EXERCISE: Reproduce each record below exactly as written.

GIVEN INFORMATION:

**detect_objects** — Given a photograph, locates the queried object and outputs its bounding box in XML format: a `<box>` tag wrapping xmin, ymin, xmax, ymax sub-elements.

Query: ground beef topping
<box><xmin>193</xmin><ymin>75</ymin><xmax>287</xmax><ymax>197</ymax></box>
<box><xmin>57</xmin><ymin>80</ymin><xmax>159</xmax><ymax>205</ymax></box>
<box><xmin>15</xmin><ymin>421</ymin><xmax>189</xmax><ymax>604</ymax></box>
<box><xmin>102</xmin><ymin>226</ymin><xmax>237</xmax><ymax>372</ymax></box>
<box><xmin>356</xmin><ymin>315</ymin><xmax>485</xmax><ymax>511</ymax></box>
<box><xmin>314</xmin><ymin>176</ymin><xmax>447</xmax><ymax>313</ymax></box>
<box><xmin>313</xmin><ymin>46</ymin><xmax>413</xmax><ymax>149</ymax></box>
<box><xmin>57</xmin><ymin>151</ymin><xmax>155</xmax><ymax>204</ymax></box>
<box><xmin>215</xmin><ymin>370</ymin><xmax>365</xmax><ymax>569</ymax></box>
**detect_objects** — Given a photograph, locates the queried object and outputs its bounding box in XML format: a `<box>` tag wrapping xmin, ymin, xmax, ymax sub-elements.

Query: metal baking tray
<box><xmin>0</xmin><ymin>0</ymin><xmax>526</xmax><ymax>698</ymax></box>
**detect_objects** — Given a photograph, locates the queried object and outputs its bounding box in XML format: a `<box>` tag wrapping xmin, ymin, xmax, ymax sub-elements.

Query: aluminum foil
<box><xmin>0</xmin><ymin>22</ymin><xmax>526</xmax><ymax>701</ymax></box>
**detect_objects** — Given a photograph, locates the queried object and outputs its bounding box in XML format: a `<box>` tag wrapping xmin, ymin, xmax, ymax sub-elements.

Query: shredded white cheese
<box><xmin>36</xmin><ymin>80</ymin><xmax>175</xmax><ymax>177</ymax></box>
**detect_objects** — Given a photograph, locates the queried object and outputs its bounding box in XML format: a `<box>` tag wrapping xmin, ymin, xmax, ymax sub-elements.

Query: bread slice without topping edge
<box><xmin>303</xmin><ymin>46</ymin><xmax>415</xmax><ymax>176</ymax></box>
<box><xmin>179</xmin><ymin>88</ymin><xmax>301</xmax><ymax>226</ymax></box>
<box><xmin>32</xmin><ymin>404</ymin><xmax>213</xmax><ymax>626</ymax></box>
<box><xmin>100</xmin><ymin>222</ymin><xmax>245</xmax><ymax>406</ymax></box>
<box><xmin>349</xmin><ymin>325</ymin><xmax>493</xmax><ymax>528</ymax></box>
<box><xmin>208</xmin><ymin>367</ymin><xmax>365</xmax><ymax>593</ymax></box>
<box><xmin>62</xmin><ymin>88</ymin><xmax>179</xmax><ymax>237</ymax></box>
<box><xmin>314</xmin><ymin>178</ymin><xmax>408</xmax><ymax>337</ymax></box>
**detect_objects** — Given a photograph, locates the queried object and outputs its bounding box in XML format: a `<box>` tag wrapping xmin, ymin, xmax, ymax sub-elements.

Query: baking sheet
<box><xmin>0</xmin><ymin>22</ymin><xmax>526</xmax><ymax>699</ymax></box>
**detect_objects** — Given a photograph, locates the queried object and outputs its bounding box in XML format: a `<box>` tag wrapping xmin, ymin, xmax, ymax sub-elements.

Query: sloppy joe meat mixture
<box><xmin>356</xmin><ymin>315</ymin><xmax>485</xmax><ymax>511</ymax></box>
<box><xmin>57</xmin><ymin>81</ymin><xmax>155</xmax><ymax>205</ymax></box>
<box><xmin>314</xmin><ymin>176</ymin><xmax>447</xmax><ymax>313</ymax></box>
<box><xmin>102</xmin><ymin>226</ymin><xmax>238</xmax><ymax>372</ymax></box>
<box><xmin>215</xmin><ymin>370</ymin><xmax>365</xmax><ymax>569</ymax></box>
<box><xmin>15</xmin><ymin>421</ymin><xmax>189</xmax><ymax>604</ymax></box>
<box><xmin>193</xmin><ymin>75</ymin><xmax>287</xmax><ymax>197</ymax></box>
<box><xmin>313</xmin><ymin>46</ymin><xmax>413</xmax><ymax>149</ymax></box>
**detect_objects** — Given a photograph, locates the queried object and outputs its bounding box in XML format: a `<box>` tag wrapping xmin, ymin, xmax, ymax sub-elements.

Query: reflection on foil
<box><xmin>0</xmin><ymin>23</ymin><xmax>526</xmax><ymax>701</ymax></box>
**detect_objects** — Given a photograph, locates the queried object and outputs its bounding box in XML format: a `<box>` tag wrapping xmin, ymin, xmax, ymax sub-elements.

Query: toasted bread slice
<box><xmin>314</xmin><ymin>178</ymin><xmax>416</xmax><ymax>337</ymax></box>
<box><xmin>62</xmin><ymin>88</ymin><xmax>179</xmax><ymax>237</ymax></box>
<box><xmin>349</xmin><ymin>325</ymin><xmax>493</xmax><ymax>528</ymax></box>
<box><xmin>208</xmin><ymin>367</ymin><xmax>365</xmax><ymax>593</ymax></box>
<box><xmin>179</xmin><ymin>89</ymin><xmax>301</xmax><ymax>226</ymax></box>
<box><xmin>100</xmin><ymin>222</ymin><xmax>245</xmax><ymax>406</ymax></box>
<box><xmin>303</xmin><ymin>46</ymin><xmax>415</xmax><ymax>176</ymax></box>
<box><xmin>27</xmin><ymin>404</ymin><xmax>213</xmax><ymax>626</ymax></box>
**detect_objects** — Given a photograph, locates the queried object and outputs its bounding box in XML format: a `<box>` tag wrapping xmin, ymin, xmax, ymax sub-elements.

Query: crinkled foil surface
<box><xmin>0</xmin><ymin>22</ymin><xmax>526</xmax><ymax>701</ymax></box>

SOLUTION FOR THIS TASK:
**detect_objects** — Given a photograph, locates the queried object and outputs its bounding box in XML format: a `<box>` tag wrapping xmin, ymin, xmax, ymax sub-elements.

Query: ground beef topping
<box><xmin>193</xmin><ymin>75</ymin><xmax>287</xmax><ymax>197</ymax></box>
<box><xmin>57</xmin><ymin>80</ymin><xmax>159</xmax><ymax>205</ymax></box>
<box><xmin>15</xmin><ymin>421</ymin><xmax>189</xmax><ymax>604</ymax></box>
<box><xmin>102</xmin><ymin>226</ymin><xmax>237</xmax><ymax>372</ymax></box>
<box><xmin>356</xmin><ymin>315</ymin><xmax>485</xmax><ymax>511</ymax></box>
<box><xmin>314</xmin><ymin>176</ymin><xmax>447</xmax><ymax>313</ymax></box>
<box><xmin>313</xmin><ymin>46</ymin><xmax>413</xmax><ymax>149</ymax></box>
<box><xmin>57</xmin><ymin>151</ymin><xmax>155</xmax><ymax>204</ymax></box>
<box><xmin>215</xmin><ymin>370</ymin><xmax>365</xmax><ymax>569</ymax></box>
**detect_objects** — Given a photograph, locates the queried object and outputs its bounding box in XML format: a `<box>` tag wrapping xmin, ymin, xmax, ymax sub-elements.

Query: metal baking tray
<box><xmin>0</xmin><ymin>0</ymin><xmax>526</xmax><ymax>698</ymax></box>
**detect_objects** — Given a photograph, locates the queried object and outputs its bounding box in XML format: a `<box>` tag wrapping xmin, ymin, xmax, ymax sub-elements.

Query: aluminum foil
<box><xmin>0</xmin><ymin>22</ymin><xmax>526</xmax><ymax>701</ymax></box>
**detect_objects** — Given a photograph, locates the queried object and outputs its bounding box in XML format: a `<box>` tag wrapping xmin, ymin, xmax, ymax sub-elements.

Query: shredded white cheese
<box><xmin>36</xmin><ymin>80</ymin><xmax>175</xmax><ymax>177</ymax></box>
**detect_objects** — Given a photograph, locates the queried object and outputs its bounding box in XML format: a `<box>` tag wrapping xmin, ymin, xmax, ymax sub-elements.

Query: bread slice without topping edge
<box><xmin>303</xmin><ymin>46</ymin><xmax>415</xmax><ymax>176</ymax></box>
<box><xmin>179</xmin><ymin>88</ymin><xmax>301</xmax><ymax>226</ymax></box>
<box><xmin>32</xmin><ymin>404</ymin><xmax>213</xmax><ymax>626</ymax></box>
<box><xmin>100</xmin><ymin>222</ymin><xmax>245</xmax><ymax>406</ymax></box>
<box><xmin>349</xmin><ymin>325</ymin><xmax>493</xmax><ymax>528</ymax></box>
<box><xmin>208</xmin><ymin>367</ymin><xmax>365</xmax><ymax>593</ymax></box>
<box><xmin>62</xmin><ymin>88</ymin><xmax>179</xmax><ymax>237</ymax></box>
<box><xmin>314</xmin><ymin>178</ymin><xmax>408</xmax><ymax>337</ymax></box>
**detect_objects** — Given a photograph, locates the queried object and outputs its bounding box in XML format: a `<box>` tag wrapping xmin, ymin, xmax, ymax sub-elements.

Query: baking sheet
<box><xmin>0</xmin><ymin>22</ymin><xmax>526</xmax><ymax>699</ymax></box>
**detect_objects** — Given a photograph, locates the queried object and outputs its bounding box in XML format: a `<box>` tag wrapping xmin, ymin, xmax, ymax sub-elements.

Query: sloppy joe meat mixture
<box><xmin>356</xmin><ymin>315</ymin><xmax>485</xmax><ymax>511</ymax></box>
<box><xmin>57</xmin><ymin>81</ymin><xmax>155</xmax><ymax>205</ymax></box>
<box><xmin>314</xmin><ymin>176</ymin><xmax>447</xmax><ymax>313</ymax></box>
<box><xmin>102</xmin><ymin>226</ymin><xmax>238</xmax><ymax>372</ymax></box>
<box><xmin>215</xmin><ymin>370</ymin><xmax>365</xmax><ymax>569</ymax></box>
<box><xmin>15</xmin><ymin>421</ymin><xmax>189</xmax><ymax>604</ymax></box>
<box><xmin>193</xmin><ymin>75</ymin><xmax>287</xmax><ymax>197</ymax></box>
<box><xmin>313</xmin><ymin>46</ymin><xmax>413</xmax><ymax>149</ymax></box>
**detect_objects** — Given a photograph, locates the queried object and outputs its bounding box in XML format: a `<box>` tag wrapping xmin, ymin, xmax, ymax sub-elements.

Query: reflection on foil
<box><xmin>0</xmin><ymin>23</ymin><xmax>526</xmax><ymax>701</ymax></box>
**detect_objects** — Given a photograph, locates the queried object and outputs its bounding box in XML format: a `<box>` tag wrapping xmin, ymin, xmax, ymax sub-elements.

Query: toasted bread slice
<box><xmin>314</xmin><ymin>178</ymin><xmax>416</xmax><ymax>337</ymax></box>
<box><xmin>62</xmin><ymin>88</ymin><xmax>179</xmax><ymax>237</ymax></box>
<box><xmin>349</xmin><ymin>325</ymin><xmax>493</xmax><ymax>528</ymax></box>
<box><xmin>208</xmin><ymin>367</ymin><xmax>365</xmax><ymax>593</ymax></box>
<box><xmin>179</xmin><ymin>89</ymin><xmax>301</xmax><ymax>226</ymax></box>
<box><xmin>100</xmin><ymin>222</ymin><xmax>245</xmax><ymax>406</ymax></box>
<box><xmin>303</xmin><ymin>46</ymin><xmax>415</xmax><ymax>176</ymax></box>
<box><xmin>27</xmin><ymin>404</ymin><xmax>213</xmax><ymax>626</ymax></box>
**detect_objects** — Given a photograph, locates the queried object and outputs its bounding box in XML format: a `<box>` tag wrapping xmin, ymin, xmax, ymax sub-elements.

Query: crinkled foil surface
<box><xmin>0</xmin><ymin>22</ymin><xmax>526</xmax><ymax>701</ymax></box>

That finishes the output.